Complete the following.
1) List the tasks the authors say they supported in their reactive roles, according to the guest post below by Clare Thomson and Kate Molloy.
2) Summarize the guest post below by Clare Thomson and Kate Molloy in two sentences.
3) Pick up the guest post below by Clare Thomson and Kate Molloy after its final sentence and keep writing.

Guest Post: Open viewed from the stands by Clare Thomson & Kate Molloy

This time last year, we were booking hotels and flights, and wondering how Clare might transport the LEGO for our workshop from Belfast to London without too much difficulty. When OER20 moved online, we examined how our workshop, based on care, might translate online. Suddenly, care seemed more crucial than ever. Our reimagined workshop was very different, more reflective and less hands-on.

Working in learning technologies meant that our workload increased tenfold in response to the pandemic situation. Our roles became reactionary as we supported the move to online teaching, online exams, and preparing academic staff for an uncertain future. We reflected on how we could continue to promote our core values, care and openness, in a landscape where we were simply firefighting. This especially, in the face of the long hours we were all doing, how could we encourage others to take care when we struggled to apply it to ourselves?

Information supplied.
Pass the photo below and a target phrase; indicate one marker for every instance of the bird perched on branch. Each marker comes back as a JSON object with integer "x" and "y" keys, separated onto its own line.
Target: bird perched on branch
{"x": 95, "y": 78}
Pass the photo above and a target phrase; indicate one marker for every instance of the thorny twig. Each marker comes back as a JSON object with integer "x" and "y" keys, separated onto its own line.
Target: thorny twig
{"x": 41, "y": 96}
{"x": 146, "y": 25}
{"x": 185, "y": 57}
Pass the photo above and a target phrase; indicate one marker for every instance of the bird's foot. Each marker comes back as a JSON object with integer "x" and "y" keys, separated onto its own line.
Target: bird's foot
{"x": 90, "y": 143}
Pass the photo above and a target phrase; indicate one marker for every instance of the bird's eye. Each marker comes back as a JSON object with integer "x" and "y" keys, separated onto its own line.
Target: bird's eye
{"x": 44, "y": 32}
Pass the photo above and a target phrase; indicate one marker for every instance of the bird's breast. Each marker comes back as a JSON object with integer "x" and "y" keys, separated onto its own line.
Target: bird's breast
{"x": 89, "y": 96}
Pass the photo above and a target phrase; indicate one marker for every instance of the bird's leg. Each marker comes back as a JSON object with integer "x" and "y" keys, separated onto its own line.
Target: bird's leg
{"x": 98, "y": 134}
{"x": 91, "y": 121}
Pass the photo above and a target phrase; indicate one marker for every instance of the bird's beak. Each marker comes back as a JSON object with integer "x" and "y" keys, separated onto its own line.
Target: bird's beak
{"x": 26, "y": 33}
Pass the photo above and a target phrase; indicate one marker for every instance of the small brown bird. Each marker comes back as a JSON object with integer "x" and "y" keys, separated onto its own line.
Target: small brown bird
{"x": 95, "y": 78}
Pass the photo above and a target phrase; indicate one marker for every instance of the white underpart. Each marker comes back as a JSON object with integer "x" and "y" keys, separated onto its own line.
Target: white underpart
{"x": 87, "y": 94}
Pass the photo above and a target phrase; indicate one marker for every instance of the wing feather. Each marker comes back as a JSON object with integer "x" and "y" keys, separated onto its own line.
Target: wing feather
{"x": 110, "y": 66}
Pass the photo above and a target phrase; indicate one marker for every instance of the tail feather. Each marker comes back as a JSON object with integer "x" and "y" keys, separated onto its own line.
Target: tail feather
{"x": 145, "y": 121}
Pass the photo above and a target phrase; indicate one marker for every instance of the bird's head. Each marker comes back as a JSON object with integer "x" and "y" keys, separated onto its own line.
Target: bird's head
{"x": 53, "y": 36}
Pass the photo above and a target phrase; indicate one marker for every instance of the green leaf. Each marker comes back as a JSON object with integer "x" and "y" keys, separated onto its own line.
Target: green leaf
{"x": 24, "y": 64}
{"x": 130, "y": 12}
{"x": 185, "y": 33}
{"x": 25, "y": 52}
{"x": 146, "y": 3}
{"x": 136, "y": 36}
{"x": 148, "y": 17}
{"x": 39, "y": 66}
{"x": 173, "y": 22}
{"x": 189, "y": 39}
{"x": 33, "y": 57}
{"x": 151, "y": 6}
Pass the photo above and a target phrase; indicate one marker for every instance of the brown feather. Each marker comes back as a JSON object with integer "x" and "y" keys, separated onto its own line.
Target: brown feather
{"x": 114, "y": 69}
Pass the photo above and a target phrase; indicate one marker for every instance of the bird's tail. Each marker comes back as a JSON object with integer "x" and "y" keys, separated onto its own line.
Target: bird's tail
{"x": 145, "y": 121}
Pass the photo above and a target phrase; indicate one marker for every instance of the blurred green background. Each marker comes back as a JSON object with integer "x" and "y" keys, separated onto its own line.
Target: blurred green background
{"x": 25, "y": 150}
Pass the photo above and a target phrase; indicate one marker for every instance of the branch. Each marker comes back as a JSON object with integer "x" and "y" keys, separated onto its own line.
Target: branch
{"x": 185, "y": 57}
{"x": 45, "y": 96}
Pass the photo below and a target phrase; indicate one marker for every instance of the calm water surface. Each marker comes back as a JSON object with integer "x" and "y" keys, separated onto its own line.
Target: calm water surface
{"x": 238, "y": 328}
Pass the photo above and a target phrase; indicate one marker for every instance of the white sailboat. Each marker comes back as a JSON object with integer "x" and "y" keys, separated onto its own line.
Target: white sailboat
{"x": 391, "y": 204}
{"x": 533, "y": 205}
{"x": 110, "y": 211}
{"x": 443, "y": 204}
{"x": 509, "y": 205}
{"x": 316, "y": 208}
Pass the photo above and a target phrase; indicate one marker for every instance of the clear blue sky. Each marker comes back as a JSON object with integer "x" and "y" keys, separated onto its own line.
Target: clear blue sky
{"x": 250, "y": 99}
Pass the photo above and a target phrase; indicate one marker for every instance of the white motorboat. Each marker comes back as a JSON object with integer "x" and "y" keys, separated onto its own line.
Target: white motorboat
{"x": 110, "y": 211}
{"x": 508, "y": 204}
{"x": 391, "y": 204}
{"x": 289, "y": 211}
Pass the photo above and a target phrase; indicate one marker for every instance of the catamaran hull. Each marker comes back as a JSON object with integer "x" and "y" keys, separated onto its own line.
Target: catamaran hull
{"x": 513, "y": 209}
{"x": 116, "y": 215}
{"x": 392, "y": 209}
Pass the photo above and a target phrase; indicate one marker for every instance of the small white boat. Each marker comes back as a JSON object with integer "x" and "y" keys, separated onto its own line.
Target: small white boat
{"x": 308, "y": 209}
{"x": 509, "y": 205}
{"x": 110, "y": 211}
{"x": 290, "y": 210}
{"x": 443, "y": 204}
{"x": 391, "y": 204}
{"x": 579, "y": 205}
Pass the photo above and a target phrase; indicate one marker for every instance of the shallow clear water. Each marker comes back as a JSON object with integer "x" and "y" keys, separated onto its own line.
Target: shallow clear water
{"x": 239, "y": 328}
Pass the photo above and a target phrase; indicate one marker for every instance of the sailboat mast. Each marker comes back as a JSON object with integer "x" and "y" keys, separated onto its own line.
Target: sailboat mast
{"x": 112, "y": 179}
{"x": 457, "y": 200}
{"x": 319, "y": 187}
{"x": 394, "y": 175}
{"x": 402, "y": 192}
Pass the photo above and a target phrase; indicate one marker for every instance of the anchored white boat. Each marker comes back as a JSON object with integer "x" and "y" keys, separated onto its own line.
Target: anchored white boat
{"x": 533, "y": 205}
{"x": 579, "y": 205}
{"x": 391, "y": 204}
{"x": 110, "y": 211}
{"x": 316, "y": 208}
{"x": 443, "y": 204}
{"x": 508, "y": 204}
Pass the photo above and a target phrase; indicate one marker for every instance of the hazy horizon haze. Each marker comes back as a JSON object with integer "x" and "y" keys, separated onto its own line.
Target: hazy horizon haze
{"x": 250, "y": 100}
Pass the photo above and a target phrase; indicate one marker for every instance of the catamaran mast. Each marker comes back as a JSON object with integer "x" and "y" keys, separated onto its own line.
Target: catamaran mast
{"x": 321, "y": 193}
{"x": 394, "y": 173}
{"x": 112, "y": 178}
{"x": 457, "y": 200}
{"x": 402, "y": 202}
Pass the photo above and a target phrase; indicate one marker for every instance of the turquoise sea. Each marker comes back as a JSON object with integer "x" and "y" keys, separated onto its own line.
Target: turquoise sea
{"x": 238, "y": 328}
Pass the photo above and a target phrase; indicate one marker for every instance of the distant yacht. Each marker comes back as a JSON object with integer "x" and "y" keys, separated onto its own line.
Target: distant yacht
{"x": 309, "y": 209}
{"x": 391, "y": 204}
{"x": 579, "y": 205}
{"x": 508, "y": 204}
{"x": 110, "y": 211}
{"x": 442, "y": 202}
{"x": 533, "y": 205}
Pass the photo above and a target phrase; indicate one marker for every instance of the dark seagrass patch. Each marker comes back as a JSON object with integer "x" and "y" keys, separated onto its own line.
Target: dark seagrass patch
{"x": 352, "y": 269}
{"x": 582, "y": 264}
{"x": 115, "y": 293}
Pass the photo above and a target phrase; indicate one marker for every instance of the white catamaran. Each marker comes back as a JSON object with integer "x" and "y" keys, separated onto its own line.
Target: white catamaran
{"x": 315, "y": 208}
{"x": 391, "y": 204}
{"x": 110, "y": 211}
==
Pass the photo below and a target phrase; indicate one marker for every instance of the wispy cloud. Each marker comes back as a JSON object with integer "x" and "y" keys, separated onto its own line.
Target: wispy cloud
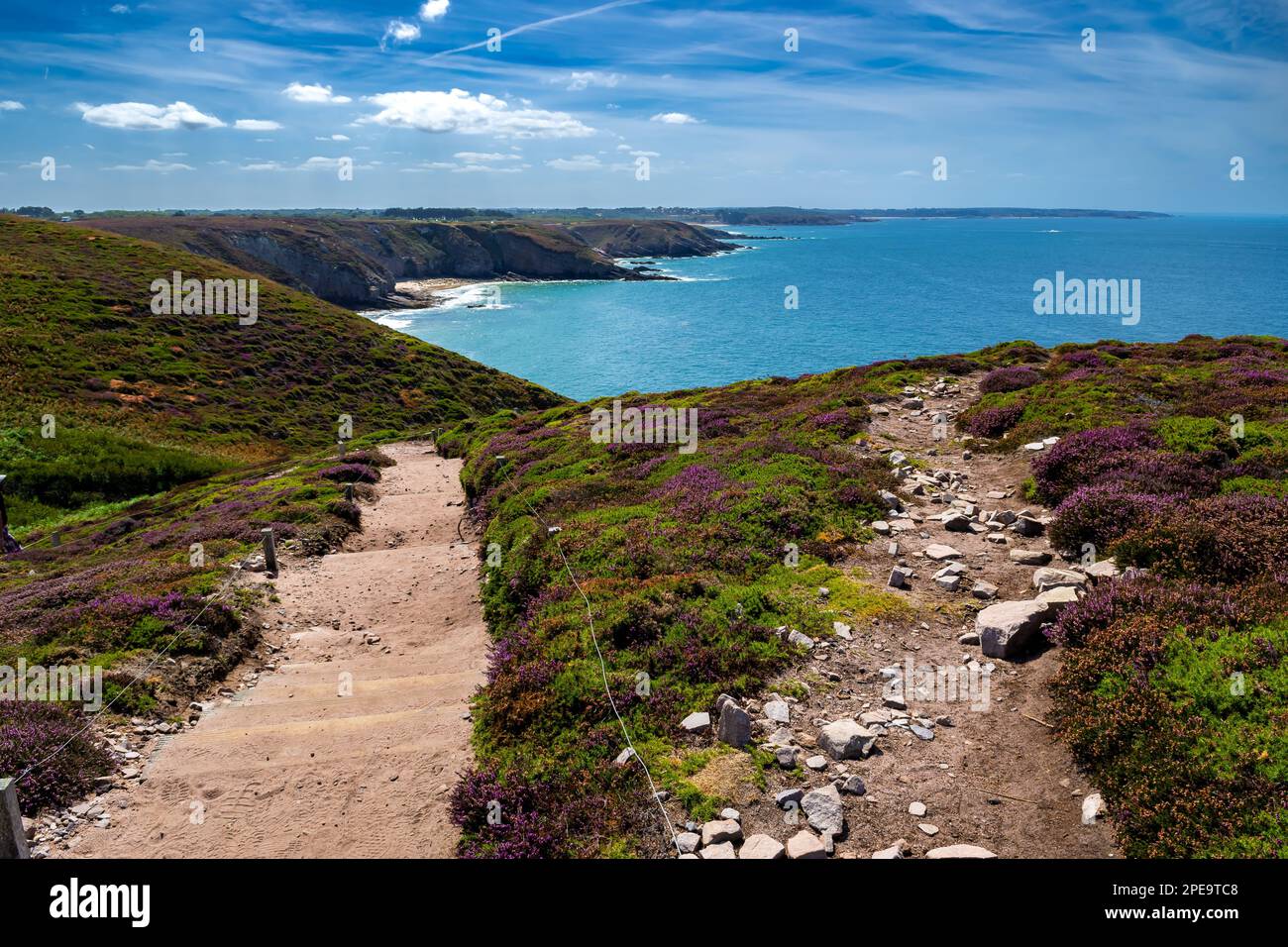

Responses by task.
1)
- the move to online teaching
- online exams
- preparing academic staff for an uncertain future

2) When OER20 moved online, the authors reworked their care-based workshop into a more reflective, less hands-on format. As the pandemic multiplied their learning technology workload, they wondered how to keep promoting care and openness while struggling to care for themselves.

3)
An unexpected element of supporting staff undergoing this shift was that in many cases sessions were more about coaching, mentoring or even counselling than about technology. Also, as education technologists we found ourselves having to provide our advice balancing care both for staff and for students, whether this was for teaching or for assessment design. This brought the work we have been doing on care ever more into focus and the need to keep evolving it to meet changing needs.

Kate’s view

When Irish education closed its physical doors on 12th March 2020, we didn’t anticipate that we would be supporting digital teaching and learning remotely for the next year, and not the two week closure time that Taoiseach Leo Varadkar announced. Our team began to run training to support teaching online and to support online exams. Open resources and practices weren’t on our priority list when we dropped everything to provide technical support and advice in an emergency situation.

Delivering our OER20 workshop online, and participating in the conference, was a rare bright spot in a dark time. My focus began to shift during the summer, especially when so many wonderful open resources began to emerge in response to teaching online. It was heartening how educators responded to the crisis. I started hosting ABC Learning Design sessions, integrating tools like H5P and hypothes.is, and created new open resources with the Enhancing Digital Teaching and Learning project team. The project team continued to facilitate webinars, and the #IUADigEd community began to grow.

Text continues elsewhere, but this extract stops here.